JOB 1: In the message about identifying RDFa content, why does Ivan consider a non-obligatory marker possibly useful? Answer in one to three sentences.

READING TEXT:
<<<<
Re: Identification of RDFa content from Ivan Herman on 2006-11-25 (public-rdf-in-xhtml-tf@w3.org from November 2006)

From: Ivan Herman <ivan@w3.org>
Date: Sat, 25 Nov 2006 10:15:39 +0100
To: mark.birbeck@x-port.net
CC: Ben Adida <ben@mit.edu>, public-rdf-in-xhtml task force <public-rdf-in-xhtml-tf@w3.org>
Message-ID: <456809BB.3010108@w3.org>
Hi Mark,

your points are well taken and no disagreement anywhere. Let us say: we
are in wild agreement in the fundamental approach, ie, that a (X)HTML
document *is* RDFa!

For me the issue is really a question of efficiency rather than anything
else. The use case below may be a bit artificial, but nevertheless. Let
us say I have a foaf file (in good old RDF/XML format), which includes
the following statement:

<rdfs:seeAlso rdf:resource="http://www.w3.org/People/Ivan/"/>

And I feed this into one of those programs that try to include all
seeAlso-s into its final triple store. Tabulator is an example or, say,
the server set by Chris Bizer in Berlin is another one (I will use
'tabulator' as a generic example)

What would a tabulator do? It would then

- look at that URI, see from the return header that it is not
application/rdf+xml or n3 (I am not sure there is a mime type for that
one...). It sees that it is some form of HTML (let us not go into the
details of which one)

- It has then the choice of:

    1. look at the start of the document (essentially, sniff it) to see
if there is a GRDDL profile; in this case it will GRDDL it and add the
result to its triple store
    2. *parse* the whole document with an RDFa parser to, possibly, get
an empty triple store
    3. if both of these steps yield an empty document, than it will give
up extending its triple store and add an external link to its user
interface.

My issue is simply the *efficiency* of step #2. A tool like tabulator
already suffers from efficiency (o.k, it is a student project at MIT,
and stuff like that, but we should not underestimate the issue). If it
wants to be a tool recognizing RDFa content, I do not think it can do
anything else than #2, but that may lead to a large number of
unnecessary parsing [there is a whole discussion on whether seeAlso is
the best tool for such effects, but let us leave that aside].

That is why I think a non-obligatory 'marker' is or may be useful. At
the moment, I do not see any other solution than a profile.
Alternatively, people will use the GRDDL mechanism to retrieve RDFa and
that is all what a tabulator would accept...

*I see the danger*, do not take me wrong! That would mean that, though
the marker is conditional, people would feel it necessary to have a tool
like tabulator work properly. But one could also have an optimization
flag in tabulator, ie, it would do #2 above, but would switch to
sniffing the profile first.

Clearly, we are brainstorming here, and I am trying to find a solution.
My immediate concern, as I guess is yours, too, is to provide for a
rapid mechanism for the usage of RDFa...

Cheers

Ivan

Mark Birbeck wrote:
> Hi Ivan,
> 
> This is an interesting issue, and the problem has nothing to do with
> modules, XHTML 1.2, XHTML 2, or anything like that. The key difficulty
> is that RDFa has been specifically designed to beef up the metadata
> features that HTML already has, and as a consequence, all HTML
> documents are already RDFa-compliant.
>>>>
JOB 2: Tally the lines in the listing that contain the word "forehead", where case counts, and reply with the number alone.

[Point annotation dataset records]
<<<<
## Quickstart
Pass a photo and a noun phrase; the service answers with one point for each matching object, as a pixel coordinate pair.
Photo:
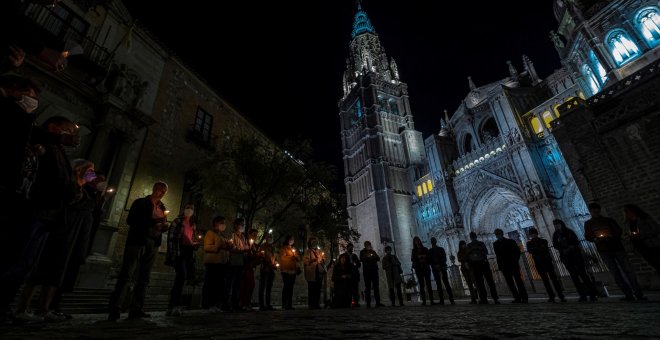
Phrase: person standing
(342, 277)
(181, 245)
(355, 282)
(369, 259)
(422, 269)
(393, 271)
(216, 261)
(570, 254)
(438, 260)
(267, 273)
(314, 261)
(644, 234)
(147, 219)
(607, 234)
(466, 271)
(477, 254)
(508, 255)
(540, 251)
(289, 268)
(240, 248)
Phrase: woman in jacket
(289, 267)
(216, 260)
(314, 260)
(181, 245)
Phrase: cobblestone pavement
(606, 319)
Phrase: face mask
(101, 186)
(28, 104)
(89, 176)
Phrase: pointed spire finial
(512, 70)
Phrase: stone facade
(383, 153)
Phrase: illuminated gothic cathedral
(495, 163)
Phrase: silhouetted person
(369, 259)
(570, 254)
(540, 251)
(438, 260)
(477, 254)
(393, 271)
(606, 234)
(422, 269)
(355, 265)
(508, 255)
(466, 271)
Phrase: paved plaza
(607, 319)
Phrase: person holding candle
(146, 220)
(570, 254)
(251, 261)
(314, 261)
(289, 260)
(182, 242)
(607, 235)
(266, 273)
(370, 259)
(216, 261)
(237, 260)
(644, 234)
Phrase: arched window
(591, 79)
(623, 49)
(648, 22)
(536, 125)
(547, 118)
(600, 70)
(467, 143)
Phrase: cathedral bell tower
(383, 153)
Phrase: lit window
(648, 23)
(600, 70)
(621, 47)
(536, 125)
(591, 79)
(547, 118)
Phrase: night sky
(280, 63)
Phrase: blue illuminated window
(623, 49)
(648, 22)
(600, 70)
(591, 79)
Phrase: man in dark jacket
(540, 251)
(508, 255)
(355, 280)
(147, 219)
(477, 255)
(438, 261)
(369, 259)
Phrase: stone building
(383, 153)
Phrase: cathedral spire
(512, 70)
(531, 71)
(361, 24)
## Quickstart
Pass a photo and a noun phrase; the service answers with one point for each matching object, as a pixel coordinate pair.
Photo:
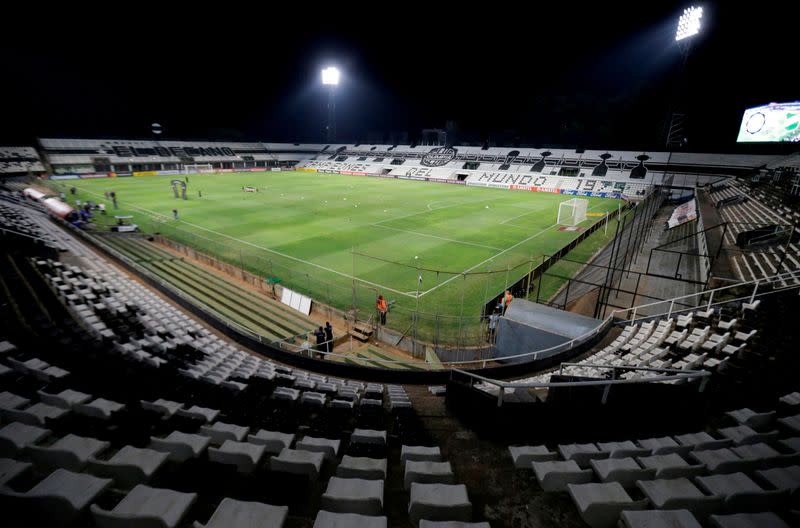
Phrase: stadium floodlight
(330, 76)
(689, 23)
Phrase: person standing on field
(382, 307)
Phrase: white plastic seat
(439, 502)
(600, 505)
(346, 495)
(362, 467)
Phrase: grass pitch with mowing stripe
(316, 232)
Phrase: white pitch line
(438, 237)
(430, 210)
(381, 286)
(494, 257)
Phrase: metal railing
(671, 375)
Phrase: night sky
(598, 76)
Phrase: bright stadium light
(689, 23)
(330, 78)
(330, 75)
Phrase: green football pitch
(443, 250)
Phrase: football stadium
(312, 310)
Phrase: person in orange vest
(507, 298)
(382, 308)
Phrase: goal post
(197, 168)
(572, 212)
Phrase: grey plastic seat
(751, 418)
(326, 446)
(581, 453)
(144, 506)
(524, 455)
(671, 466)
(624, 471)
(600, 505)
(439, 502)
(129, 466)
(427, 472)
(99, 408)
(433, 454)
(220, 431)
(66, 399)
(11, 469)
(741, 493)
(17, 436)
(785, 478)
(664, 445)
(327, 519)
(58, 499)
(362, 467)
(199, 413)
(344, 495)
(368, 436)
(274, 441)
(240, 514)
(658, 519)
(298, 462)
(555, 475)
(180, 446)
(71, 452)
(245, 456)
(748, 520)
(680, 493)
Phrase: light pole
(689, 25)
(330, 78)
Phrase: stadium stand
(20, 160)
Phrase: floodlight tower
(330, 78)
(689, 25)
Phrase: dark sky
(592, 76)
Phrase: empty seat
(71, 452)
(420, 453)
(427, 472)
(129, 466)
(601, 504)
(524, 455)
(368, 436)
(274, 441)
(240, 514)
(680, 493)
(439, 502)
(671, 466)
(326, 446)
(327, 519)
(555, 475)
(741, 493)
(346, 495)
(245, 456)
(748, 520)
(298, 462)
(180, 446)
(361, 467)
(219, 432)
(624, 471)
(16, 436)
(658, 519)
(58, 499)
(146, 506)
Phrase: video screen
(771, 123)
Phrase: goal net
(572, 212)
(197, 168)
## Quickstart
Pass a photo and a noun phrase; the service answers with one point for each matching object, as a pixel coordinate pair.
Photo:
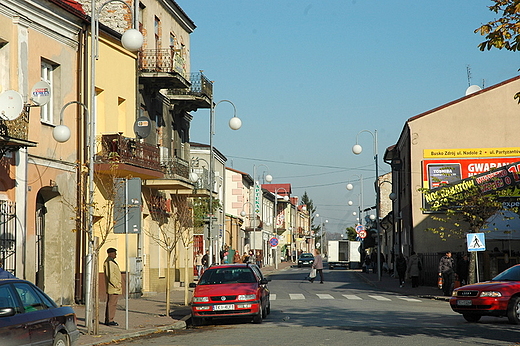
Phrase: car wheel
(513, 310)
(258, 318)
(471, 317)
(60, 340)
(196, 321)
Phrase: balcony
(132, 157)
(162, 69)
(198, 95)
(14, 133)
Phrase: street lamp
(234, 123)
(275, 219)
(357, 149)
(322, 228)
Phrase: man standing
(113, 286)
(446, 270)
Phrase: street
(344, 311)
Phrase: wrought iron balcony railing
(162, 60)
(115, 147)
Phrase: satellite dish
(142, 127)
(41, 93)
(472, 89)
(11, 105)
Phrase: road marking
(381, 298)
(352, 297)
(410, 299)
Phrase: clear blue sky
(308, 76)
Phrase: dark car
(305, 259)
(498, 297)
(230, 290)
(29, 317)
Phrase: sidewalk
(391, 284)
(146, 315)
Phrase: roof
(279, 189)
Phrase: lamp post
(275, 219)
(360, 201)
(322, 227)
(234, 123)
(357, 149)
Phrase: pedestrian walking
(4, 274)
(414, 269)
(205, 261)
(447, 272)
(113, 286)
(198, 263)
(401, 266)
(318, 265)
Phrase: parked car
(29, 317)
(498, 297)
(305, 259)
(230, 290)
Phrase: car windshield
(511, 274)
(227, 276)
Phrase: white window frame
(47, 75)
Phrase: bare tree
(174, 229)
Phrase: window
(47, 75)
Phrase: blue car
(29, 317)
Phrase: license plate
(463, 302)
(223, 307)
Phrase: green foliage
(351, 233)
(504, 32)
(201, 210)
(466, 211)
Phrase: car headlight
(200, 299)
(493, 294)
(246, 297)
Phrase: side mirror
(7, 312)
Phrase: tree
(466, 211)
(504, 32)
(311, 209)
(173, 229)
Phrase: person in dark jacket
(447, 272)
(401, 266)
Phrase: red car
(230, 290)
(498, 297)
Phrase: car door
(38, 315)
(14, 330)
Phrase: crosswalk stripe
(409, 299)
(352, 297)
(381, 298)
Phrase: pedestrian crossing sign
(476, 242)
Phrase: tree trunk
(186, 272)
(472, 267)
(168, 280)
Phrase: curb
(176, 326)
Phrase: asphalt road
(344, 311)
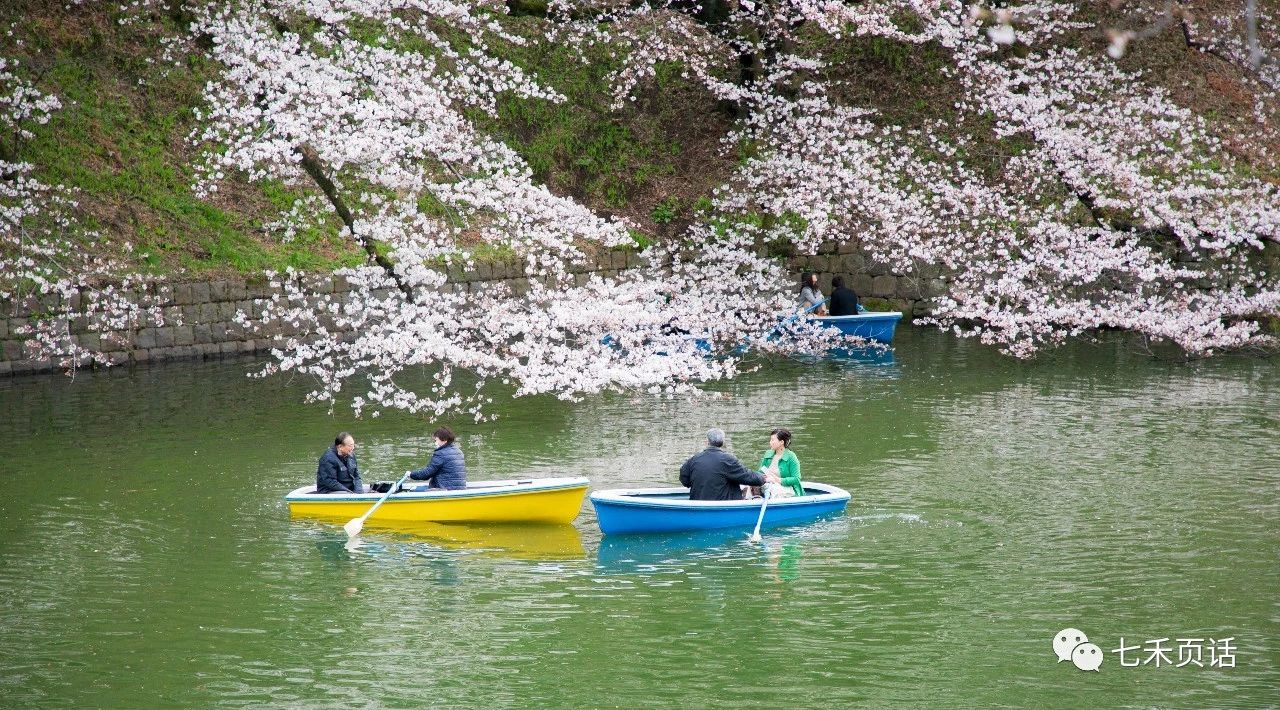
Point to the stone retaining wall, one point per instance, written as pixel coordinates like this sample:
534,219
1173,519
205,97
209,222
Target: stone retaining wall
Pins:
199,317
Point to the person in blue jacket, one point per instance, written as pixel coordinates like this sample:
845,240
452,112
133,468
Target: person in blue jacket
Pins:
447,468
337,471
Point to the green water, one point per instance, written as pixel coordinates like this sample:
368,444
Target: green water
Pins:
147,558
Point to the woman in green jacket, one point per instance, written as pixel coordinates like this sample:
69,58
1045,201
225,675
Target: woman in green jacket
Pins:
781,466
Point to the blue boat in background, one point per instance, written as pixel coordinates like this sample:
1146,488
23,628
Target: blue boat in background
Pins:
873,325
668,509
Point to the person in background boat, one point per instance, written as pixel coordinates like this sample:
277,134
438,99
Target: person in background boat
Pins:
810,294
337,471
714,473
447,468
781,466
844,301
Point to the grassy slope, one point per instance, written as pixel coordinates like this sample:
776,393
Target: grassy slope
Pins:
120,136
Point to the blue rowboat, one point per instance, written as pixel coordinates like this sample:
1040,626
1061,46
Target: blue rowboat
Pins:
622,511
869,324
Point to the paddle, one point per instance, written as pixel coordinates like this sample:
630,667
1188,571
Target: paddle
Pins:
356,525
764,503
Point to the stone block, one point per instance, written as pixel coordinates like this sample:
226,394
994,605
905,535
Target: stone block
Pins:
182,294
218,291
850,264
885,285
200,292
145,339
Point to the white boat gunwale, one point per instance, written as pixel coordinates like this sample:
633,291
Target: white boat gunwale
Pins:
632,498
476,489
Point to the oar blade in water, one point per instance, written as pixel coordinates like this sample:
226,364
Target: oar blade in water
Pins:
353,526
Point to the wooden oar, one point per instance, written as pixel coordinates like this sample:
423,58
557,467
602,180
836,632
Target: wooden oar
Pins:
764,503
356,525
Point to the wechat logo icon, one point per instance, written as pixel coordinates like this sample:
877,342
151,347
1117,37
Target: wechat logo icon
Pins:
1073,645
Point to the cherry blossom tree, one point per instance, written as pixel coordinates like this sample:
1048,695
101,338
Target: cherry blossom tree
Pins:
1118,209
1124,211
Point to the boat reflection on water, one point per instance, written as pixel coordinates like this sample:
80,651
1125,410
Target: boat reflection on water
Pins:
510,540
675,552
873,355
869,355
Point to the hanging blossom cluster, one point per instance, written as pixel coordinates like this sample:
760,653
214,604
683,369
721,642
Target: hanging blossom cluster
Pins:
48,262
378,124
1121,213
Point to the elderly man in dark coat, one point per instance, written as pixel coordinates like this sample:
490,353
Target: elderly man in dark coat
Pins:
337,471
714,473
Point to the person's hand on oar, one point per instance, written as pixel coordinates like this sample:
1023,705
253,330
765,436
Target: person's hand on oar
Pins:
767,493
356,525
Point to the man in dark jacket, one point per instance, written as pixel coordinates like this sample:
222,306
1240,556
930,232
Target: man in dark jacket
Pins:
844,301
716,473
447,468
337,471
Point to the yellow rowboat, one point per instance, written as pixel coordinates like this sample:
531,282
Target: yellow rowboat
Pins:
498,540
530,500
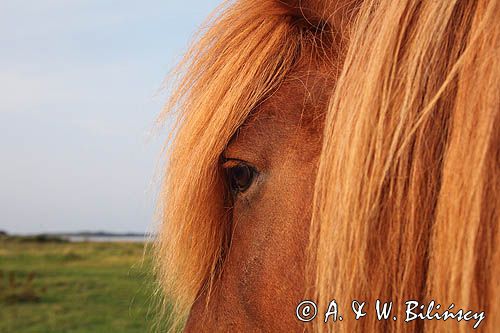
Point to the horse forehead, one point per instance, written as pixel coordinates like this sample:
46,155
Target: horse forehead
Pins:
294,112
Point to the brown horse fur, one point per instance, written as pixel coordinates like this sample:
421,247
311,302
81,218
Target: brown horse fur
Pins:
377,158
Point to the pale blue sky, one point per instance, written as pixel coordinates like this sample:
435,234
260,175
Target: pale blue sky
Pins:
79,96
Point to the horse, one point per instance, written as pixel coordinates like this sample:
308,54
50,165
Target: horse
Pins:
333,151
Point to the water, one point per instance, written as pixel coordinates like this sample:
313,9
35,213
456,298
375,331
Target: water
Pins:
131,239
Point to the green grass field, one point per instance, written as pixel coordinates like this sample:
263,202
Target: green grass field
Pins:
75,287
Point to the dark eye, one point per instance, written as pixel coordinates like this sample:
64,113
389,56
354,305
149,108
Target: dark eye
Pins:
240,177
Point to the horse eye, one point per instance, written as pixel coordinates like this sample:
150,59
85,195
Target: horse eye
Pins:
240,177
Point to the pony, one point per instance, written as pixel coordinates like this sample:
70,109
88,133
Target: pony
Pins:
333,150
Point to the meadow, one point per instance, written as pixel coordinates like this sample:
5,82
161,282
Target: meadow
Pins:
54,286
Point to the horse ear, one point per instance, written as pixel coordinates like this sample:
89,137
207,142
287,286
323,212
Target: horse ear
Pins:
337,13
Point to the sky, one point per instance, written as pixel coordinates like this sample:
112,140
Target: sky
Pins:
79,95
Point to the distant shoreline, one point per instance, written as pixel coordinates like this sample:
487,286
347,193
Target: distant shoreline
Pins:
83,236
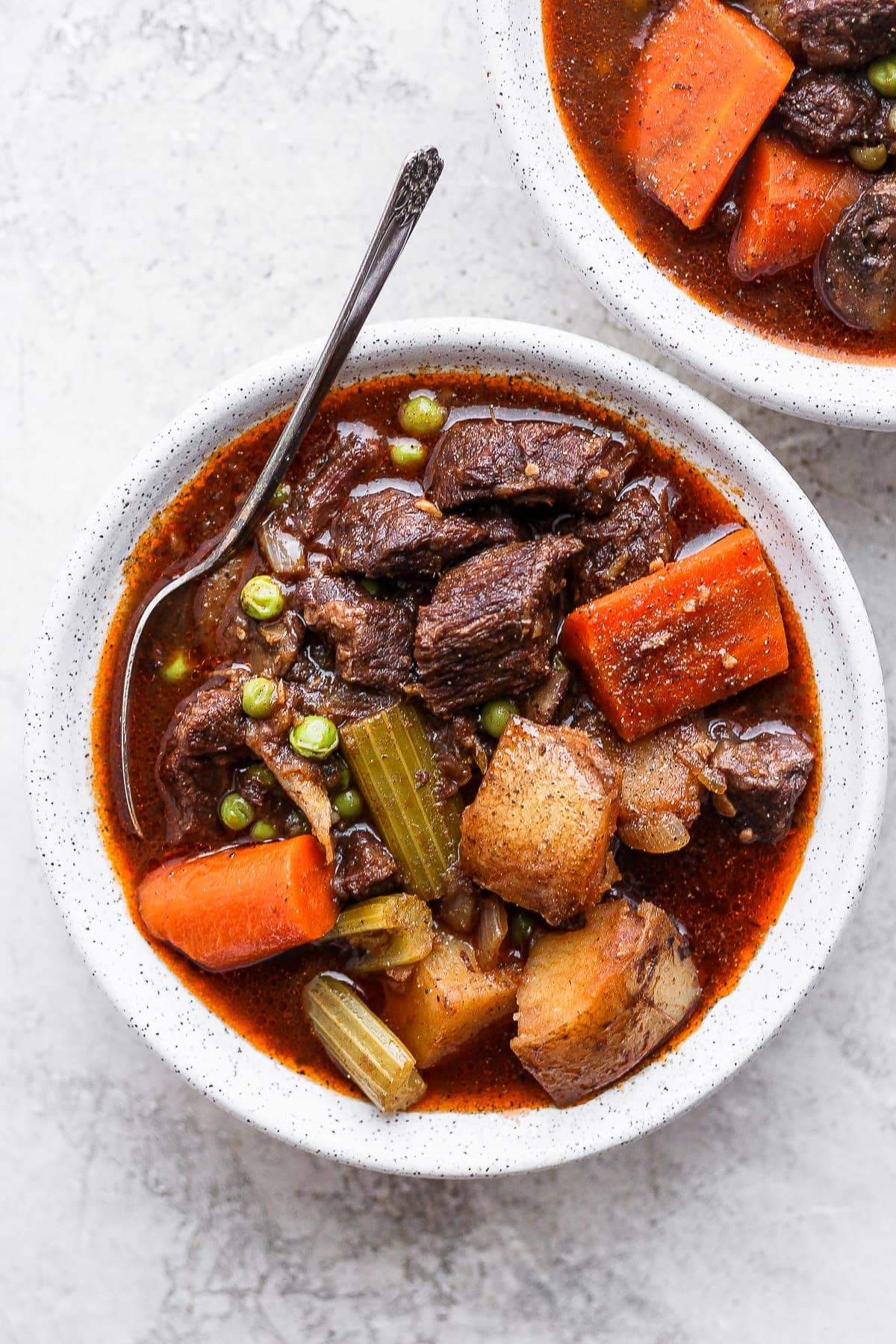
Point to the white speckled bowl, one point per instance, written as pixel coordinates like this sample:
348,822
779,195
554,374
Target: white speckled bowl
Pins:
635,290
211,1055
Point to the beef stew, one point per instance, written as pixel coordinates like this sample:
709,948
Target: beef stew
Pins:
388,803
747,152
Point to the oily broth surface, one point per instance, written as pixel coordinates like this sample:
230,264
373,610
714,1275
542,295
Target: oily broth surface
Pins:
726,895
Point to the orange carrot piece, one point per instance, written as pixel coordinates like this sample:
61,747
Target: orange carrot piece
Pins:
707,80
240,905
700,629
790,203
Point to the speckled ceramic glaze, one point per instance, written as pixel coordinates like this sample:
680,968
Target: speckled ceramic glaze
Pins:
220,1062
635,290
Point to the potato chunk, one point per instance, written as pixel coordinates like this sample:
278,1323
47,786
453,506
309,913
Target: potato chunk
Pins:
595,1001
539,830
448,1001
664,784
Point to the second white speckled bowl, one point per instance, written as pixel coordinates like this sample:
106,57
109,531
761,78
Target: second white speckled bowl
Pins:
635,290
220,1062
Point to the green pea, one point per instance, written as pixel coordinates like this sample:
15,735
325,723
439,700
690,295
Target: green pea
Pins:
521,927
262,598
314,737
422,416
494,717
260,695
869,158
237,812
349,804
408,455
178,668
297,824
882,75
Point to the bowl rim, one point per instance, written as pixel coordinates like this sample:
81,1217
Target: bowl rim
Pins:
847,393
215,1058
>>>>
FINISHED ANSWER 1: A tool like Tabulator that wants to recognize RDFa content would have to parse the whole HTML document with an RDFa parser, and that step is inefficient. It could lead to a large number of unnecessary parses that may yield an empty triple store. For now, Ivan sees a profile as the only way to provide such a marker.

FINISHED ANSWER 2: 2